> [Objective]:
Copy every line of the material below verbatim, keeping the lines in their original order.

> [Source records]:
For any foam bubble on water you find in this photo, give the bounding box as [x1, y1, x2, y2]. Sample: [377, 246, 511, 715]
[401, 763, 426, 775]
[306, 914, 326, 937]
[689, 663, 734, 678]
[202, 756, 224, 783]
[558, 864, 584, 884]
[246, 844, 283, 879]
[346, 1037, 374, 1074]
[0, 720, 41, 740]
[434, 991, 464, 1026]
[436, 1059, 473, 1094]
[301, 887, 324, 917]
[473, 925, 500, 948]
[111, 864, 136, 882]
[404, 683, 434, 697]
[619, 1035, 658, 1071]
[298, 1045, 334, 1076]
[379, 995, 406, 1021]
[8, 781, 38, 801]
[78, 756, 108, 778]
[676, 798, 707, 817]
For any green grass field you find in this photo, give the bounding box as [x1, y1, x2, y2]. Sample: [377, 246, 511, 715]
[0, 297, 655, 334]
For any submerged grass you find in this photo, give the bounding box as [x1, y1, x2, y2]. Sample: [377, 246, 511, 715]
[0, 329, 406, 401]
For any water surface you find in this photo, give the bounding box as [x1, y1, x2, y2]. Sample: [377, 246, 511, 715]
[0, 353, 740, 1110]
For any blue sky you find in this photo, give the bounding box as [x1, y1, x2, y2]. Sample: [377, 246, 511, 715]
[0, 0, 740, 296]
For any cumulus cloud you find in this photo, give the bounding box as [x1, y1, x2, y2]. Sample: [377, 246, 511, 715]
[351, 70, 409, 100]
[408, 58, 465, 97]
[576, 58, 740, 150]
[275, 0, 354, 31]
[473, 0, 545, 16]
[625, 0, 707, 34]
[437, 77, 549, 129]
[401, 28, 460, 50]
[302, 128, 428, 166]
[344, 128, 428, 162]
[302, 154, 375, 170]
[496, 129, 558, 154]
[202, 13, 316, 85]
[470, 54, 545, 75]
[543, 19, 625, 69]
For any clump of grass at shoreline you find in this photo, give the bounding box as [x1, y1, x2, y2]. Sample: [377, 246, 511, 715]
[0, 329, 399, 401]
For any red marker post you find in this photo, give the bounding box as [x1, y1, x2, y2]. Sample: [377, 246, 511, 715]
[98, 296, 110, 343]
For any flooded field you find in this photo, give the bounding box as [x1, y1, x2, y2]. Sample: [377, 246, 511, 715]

> [Response below]:
For any foam bubble on water you find in this photo, give the bounding box as [x1, y1, x2, y2]. Sample: [377, 246, 511, 715]
[401, 763, 426, 775]
[306, 914, 326, 937]
[689, 663, 734, 678]
[202, 756, 224, 783]
[558, 864, 584, 884]
[246, 844, 283, 879]
[346, 1037, 374, 1074]
[0, 720, 41, 740]
[434, 991, 464, 1026]
[436, 1059, 473, 1094]
[301, 887, 324, 917]
[473, 925, 500, 948]
[111, 864, 136, 882]
[404, 683, 434, 697]
[619, 1035, 658, 1071]
[298, 1045, 334, 1076]
[379, 995, 406, 1021]
[8, 781, 38, 801]
[78, 756, 108, 778]
[676, 798, 707, 817]
For any green grass field you find in this photo, give the bounding box as [x1, y1, x2, y2]. Sample: [377, 246, 511, 715]
[0, 297, 655, 334]
For any submerged grass you find in this photo, give the bounding box as [x1, y1, x2, y2]. Sample: [377, 246, 511, 715]
[0, 329, 406, 401]
For any water surface you find in this photo, give the bounding box as [x1, y1, x2, y2]. Sample: [377, 246, 511, 715]
[0, 353, 740, 1110]
For any blue sky you find in this photo, give the bounding box as [x1, y1, x2, y2]. Sample: [377, 246, 511, 715]
[0, 0, 740, 296]
For any cumulus cloud you find in this photo, give the bounding box as [x1, y1, x2, y2]. Sample: [377, 246, 511, 715]
[351, 70, 409, 100]
[408, 58, 465, 97]
[576, 58, 740, 150]
[275, 0, 354, 31]
[473, 0, 545, 16]
[625, 0, 707, 34]
[437, 77, 549, 129]
[401, 28, 460, 50]
[302, 128, 428, 166]
[344, 128, 428, 162]
[302, 154, 375, 170]
[496, 129, 558, 154]
[202, 13, 316, 85]
[470, 54, 545, 75]
[543, 19, 625, 69]
For any clump of grass at shoreline you find in this photo, give the bounding box as [x1, y1, x2, y2]. Sample: [377, 246, 511, 715]
[0, 329, 399, 401]
For any red marker post you find in this photo, give the bounding box as [x1, y1, x2, y2]. Sample: [377, 246, 511, 715]
[98, 296, 110, 343]
For any flooded field you find in this photo, give the bounding box as [x1, y1, x2, y2]. Sample: [377, 246, 511, 715]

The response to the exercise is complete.